## [Data for this task]
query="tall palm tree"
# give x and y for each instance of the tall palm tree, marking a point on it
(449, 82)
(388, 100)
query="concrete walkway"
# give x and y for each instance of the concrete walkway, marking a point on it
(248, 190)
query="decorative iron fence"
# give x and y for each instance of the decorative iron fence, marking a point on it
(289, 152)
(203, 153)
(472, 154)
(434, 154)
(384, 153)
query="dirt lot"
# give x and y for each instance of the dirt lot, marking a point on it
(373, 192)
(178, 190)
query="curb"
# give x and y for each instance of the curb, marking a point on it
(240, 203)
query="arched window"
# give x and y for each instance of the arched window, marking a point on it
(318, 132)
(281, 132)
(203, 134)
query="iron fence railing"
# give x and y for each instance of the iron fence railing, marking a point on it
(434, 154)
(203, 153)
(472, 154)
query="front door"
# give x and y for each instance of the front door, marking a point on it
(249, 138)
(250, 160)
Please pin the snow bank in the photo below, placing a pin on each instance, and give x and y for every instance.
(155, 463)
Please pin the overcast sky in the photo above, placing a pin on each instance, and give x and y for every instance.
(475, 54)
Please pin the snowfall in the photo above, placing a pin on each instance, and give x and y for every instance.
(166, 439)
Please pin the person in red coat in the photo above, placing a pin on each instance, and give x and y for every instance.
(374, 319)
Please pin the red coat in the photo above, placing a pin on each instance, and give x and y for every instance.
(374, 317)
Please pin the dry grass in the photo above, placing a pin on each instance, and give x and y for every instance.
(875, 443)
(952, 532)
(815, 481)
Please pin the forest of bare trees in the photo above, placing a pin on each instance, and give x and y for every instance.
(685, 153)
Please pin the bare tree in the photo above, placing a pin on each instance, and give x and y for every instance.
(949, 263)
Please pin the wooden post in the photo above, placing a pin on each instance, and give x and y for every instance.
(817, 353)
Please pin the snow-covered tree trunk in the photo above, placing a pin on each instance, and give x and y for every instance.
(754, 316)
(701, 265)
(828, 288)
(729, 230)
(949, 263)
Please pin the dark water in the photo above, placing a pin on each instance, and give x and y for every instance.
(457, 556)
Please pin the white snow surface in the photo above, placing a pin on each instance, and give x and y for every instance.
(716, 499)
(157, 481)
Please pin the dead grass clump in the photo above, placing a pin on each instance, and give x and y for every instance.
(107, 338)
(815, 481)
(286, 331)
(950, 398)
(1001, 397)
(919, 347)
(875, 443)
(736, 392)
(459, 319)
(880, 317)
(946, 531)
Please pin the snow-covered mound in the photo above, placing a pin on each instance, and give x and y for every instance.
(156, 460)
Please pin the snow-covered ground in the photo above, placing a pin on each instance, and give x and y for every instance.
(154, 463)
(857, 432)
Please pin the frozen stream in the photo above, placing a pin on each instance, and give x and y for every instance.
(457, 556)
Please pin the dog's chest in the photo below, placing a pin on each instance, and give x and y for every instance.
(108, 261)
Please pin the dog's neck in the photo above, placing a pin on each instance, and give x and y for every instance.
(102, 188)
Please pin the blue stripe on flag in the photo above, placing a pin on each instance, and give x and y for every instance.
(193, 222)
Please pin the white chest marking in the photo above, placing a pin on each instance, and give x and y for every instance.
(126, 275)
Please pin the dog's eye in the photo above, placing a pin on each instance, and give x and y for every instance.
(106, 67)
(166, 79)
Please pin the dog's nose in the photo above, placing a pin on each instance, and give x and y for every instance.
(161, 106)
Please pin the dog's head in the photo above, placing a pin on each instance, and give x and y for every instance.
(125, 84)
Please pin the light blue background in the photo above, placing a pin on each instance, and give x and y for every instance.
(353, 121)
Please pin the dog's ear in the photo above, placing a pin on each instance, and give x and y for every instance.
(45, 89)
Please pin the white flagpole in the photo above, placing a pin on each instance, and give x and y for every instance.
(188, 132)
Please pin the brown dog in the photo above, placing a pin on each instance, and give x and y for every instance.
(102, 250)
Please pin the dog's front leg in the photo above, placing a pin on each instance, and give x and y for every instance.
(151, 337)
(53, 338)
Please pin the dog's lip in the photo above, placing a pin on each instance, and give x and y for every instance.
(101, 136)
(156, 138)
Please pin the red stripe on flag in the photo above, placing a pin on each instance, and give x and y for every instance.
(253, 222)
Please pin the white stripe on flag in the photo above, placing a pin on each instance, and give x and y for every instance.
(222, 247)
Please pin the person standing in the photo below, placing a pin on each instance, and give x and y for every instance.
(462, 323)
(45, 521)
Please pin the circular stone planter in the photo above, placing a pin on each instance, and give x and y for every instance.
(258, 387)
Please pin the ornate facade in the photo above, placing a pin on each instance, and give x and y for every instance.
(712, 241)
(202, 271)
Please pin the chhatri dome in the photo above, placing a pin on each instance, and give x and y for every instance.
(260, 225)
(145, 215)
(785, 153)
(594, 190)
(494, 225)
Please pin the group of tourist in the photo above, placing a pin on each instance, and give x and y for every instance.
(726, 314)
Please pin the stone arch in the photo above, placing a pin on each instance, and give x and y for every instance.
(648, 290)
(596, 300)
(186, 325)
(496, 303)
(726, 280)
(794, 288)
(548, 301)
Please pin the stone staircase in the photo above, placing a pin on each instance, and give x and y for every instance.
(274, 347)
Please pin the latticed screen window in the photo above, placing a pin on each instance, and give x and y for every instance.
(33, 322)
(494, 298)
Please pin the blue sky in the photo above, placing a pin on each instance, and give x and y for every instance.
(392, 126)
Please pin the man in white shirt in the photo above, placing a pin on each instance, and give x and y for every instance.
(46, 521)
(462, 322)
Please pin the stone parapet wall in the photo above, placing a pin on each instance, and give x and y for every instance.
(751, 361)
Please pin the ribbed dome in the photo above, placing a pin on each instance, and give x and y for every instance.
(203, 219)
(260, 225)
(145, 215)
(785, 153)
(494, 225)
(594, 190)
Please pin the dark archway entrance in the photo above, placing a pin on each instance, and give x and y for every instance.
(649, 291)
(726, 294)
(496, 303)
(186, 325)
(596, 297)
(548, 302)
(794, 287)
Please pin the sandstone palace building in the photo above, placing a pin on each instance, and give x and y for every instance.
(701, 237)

## [Work instruction]
If a line of the material contains the string "query", count it; give only the total.

## [Completed exercise]
8